▶ _REQUIRED TASK_: Set down each of the following entries word for word, keeping every line unchanged.

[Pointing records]
......
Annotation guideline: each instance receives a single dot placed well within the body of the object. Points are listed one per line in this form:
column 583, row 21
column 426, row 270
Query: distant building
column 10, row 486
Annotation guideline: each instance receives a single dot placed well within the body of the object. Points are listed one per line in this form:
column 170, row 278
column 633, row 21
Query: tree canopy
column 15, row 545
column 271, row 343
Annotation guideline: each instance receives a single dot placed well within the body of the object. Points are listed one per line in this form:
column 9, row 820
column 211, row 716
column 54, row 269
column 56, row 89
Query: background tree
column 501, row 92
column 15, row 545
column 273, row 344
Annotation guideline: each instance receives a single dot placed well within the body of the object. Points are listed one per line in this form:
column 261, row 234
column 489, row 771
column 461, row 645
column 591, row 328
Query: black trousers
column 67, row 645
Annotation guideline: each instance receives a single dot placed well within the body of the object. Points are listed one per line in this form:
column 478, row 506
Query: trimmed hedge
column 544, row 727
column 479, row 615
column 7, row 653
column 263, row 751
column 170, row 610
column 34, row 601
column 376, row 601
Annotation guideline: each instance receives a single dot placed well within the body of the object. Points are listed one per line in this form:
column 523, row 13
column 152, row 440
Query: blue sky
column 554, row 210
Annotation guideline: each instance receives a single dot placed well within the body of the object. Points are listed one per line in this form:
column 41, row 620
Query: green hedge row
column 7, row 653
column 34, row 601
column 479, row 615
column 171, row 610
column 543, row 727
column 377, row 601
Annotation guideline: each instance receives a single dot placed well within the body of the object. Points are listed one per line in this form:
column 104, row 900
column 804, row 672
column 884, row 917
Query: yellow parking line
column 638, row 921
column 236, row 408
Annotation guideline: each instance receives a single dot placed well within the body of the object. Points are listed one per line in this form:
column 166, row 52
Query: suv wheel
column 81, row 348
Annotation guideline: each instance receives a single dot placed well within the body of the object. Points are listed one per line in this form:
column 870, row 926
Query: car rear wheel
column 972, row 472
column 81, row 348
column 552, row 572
......
▶ _ANSWER FOR THIS EXERCISE_:
Annotation guideline: each instance receives a single dot placed well within the body of the object. Points are listed one per line in this form:
column 583, row 21
column 426, row 270
Query: distant building
column 10, row 486
Annotation guideline: each instance receives a single dot placed well within the body of the object. Points are listed one per line in this form:
column 170, row 278
column 633, row 21
Query: tree canopy
column 15, row 545
column 271, row 343
Annotation guideline: each instance receives a single dot placed well within the body of the object. Points are listed one per line in this form:
column 9, row 820
column 211, row 716
column 54, row 269
column 56, row 89
Query: background tree
column 501, row 92
column 15, row 545
column 273, row 344
Annotation guideline: each instance receives a single dot placed well within the body of the object. Points are listed one per line in this form:
column 261, row 234
column 489, row 771
column 461, row 645
column 591, row 328
Query: black trousers
column 67, row 645
Annotation guideline: each instance receives a single dot placed well within the body of the object. Points are listed one per line in this form:
column 478, row 506
Query: trimmed hedge
column 544, row 727
column 479, row 615
column 7, row 653
column 263, row 751
column 170, row 610
column 34, row 601
column 376, row 601
Annotation guideline: each instance receives a single dot placed well within the body of the object. Points are listed one per line in this form:
column 523, row 13
column 152, row 440
Query: blue sky
column 554, row 210
Annotation guideline: each instance receives a single dot placed well within the body of the object. Points are listed one per line in this form:
column 41, row 620
Query: green hedge row
column 7, row 653
column 34, row 601
column 479, row 615
column 171, row 610
column 543, row 727
column 377, row 601
Annotation guideline: each instance receives a single dot placed well within the body of the object. Points are listed one per line in this form:
column 104, row 900
column 804, row 672
column 884, row 917
Query: yellow parking line
column 638, row 921
column 236, row 408
Annotation guideline: each instance receives a single dot placed well within the body of the object. Points are listed one per line in this form:
column 166, row 52
Query: suv wheel
column 81, row 348
Annotation guideline: each instance receives a single dot placed well within the body of the object. Points are listed one per line in this form:
column 870, row 926
Query: car rear wheel
column 972, row 472
column 81, row 348
column 552, row 572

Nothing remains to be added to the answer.